What you should do =
Copy out verbatim the lines of the listing below, from the line containing "instance of the sky" to the line containing "Target: sky", including both of those lines.

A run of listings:

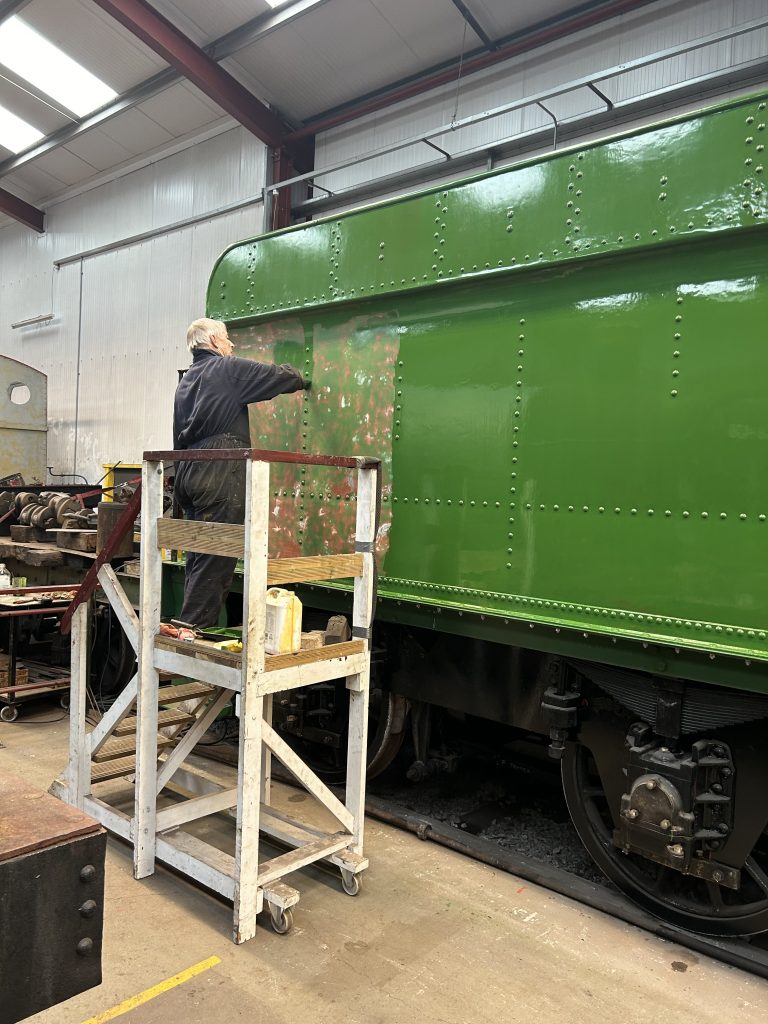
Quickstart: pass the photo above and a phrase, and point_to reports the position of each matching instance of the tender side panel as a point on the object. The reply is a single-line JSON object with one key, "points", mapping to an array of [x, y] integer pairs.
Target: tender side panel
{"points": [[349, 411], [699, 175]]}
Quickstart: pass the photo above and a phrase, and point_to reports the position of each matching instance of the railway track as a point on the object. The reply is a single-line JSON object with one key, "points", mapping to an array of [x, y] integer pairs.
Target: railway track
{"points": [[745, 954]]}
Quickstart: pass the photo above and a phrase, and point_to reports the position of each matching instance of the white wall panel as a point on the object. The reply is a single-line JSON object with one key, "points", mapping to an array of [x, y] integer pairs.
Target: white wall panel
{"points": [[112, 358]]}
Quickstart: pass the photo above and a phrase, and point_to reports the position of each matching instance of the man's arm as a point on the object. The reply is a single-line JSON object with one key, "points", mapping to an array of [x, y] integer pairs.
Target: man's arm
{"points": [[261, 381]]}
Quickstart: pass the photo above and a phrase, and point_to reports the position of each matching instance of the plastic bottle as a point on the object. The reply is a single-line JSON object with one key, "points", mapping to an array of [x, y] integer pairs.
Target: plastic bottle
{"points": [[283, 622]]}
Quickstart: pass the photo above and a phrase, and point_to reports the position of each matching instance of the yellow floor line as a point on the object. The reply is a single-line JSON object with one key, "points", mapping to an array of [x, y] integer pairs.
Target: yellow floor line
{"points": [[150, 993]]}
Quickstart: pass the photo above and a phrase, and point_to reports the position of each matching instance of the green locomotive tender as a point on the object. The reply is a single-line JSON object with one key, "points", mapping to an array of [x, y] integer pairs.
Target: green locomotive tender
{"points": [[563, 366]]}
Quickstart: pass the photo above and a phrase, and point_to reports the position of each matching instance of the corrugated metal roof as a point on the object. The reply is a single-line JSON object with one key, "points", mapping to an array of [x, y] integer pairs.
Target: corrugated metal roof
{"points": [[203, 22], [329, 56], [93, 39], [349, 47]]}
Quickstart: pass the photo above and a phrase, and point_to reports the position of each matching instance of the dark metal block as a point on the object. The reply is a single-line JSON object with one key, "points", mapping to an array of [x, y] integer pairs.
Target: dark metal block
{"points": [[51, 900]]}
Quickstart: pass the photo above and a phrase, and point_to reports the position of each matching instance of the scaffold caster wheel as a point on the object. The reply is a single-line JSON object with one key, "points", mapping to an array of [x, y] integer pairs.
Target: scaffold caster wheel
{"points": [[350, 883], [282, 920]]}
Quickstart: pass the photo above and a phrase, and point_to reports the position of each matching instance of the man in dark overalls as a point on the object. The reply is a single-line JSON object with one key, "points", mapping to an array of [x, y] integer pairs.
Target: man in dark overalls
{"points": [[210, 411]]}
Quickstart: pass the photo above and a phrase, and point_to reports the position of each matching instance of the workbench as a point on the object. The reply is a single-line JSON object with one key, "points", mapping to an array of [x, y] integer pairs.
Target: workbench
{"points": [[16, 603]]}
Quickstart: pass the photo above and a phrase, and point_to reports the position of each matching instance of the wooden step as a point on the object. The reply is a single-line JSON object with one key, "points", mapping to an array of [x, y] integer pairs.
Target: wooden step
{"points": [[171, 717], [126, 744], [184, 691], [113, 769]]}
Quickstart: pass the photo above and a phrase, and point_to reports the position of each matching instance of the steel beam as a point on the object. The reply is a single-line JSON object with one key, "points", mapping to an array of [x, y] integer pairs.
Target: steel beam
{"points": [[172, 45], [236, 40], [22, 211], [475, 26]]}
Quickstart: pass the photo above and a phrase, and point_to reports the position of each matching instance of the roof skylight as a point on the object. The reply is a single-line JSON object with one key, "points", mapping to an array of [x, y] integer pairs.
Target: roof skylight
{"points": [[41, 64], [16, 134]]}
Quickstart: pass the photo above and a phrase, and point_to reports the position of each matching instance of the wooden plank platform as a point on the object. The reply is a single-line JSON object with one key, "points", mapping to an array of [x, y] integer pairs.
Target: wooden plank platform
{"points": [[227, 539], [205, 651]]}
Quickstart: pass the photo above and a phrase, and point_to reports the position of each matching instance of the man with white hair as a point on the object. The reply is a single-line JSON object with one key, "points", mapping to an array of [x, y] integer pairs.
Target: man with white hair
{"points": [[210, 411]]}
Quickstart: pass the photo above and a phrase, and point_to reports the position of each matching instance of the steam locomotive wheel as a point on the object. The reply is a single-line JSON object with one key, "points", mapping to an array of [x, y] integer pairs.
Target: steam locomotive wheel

---

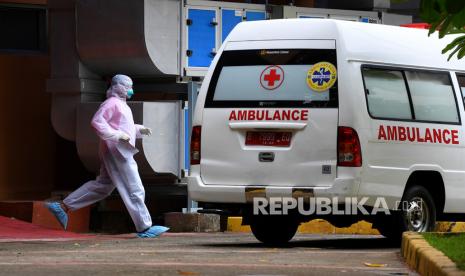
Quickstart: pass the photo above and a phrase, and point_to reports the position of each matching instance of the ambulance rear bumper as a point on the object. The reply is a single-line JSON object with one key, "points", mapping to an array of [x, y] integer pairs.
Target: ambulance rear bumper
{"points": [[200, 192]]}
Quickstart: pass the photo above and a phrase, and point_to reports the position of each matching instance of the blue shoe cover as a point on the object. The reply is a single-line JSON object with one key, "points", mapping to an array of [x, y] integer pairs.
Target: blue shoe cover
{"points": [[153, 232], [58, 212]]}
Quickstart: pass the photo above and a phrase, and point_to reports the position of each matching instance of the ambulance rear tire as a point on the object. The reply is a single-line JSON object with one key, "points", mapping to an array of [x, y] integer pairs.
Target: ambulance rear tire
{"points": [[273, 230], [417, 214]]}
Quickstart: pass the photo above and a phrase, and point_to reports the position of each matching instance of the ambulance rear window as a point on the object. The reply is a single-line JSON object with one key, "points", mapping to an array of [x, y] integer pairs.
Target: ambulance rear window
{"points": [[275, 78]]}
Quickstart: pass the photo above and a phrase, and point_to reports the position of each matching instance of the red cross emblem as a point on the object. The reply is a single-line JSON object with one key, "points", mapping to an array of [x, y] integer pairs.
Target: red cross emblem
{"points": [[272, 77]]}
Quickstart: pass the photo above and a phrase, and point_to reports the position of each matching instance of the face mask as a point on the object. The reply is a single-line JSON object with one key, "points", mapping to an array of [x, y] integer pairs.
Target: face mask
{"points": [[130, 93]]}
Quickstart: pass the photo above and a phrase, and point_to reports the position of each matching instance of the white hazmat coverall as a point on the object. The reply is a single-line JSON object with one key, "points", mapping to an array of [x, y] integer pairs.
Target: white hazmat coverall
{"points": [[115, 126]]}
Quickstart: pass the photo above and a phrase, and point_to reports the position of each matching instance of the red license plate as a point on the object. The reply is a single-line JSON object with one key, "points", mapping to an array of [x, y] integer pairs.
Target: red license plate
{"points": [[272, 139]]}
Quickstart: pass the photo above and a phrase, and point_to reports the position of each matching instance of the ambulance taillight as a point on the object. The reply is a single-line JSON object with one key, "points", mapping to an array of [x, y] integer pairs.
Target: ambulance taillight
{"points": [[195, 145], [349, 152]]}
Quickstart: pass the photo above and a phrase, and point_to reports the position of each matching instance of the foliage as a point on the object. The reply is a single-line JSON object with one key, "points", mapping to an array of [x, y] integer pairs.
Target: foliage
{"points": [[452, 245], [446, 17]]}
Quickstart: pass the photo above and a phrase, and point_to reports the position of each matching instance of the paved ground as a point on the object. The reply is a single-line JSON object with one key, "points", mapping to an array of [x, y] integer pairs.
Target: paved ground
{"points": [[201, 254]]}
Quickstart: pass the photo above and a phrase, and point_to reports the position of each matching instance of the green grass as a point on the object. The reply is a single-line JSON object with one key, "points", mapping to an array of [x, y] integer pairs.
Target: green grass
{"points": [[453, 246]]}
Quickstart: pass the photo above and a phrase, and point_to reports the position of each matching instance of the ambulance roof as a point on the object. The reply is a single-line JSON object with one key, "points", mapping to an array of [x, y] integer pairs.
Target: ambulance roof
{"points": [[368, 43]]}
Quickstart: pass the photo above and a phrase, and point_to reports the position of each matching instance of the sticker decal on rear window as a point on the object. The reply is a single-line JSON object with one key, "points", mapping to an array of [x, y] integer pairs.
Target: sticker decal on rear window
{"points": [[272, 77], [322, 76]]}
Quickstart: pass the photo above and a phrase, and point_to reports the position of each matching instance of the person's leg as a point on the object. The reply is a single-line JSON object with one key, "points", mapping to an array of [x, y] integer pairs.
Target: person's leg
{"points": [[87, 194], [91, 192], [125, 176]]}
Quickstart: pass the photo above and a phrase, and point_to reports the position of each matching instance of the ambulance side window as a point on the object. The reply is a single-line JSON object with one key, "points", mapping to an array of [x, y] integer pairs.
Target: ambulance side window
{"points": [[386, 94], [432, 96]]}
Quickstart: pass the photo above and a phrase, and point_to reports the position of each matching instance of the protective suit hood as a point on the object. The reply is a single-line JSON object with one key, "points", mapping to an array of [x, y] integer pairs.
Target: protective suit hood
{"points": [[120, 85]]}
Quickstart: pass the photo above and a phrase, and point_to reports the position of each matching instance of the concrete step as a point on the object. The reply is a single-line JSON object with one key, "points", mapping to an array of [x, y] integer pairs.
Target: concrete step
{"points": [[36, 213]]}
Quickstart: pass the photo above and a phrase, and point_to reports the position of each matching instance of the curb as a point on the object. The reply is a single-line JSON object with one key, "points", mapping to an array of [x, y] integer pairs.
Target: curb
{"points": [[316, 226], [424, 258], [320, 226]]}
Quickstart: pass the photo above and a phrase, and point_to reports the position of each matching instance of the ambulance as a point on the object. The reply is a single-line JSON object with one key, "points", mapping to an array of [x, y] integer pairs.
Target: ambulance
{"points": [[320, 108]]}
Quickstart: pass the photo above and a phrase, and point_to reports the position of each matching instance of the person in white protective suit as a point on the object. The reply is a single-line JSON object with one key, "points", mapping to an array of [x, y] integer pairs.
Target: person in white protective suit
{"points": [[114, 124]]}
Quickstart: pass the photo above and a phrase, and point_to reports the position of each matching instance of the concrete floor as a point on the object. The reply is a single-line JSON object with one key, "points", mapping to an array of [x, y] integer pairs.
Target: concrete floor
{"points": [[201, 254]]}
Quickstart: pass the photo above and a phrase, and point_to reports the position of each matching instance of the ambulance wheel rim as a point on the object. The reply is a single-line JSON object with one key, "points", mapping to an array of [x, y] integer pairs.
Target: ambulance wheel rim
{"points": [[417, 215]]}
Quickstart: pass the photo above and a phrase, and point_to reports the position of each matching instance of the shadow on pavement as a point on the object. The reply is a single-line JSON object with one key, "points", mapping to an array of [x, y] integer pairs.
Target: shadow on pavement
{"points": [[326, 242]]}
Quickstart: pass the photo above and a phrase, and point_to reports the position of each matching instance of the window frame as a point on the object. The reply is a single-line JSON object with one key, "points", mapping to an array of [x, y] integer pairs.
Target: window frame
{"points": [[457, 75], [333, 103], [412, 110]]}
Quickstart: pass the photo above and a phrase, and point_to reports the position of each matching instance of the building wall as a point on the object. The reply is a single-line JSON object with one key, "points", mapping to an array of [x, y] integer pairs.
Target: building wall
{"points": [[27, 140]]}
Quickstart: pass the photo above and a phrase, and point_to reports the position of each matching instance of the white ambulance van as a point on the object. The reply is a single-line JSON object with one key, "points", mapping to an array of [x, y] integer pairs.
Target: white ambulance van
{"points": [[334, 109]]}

...

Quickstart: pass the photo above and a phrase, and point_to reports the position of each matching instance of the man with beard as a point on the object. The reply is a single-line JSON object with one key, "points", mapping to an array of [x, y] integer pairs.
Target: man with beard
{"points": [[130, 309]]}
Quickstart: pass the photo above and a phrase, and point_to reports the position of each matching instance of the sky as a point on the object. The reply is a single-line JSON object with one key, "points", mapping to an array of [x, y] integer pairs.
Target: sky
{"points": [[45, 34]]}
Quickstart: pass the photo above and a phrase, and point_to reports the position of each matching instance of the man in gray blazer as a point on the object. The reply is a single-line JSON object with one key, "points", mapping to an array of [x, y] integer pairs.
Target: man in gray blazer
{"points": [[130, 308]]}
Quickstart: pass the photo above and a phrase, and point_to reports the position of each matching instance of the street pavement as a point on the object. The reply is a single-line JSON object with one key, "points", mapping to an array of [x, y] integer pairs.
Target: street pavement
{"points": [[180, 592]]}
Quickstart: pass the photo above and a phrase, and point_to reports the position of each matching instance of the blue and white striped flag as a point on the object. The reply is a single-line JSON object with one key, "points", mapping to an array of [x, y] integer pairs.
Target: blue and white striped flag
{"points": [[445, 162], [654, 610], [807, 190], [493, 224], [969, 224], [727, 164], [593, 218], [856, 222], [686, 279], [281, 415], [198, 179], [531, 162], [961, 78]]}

Correct answer =
Quickstart: pass the photo above and a phrase, and point_to reports the position of each matching instance of the sky as a point on the object. The reply is a single-line JSON object with one key, "points", mapping to an array of [x, y] integer pairs.
Target: sky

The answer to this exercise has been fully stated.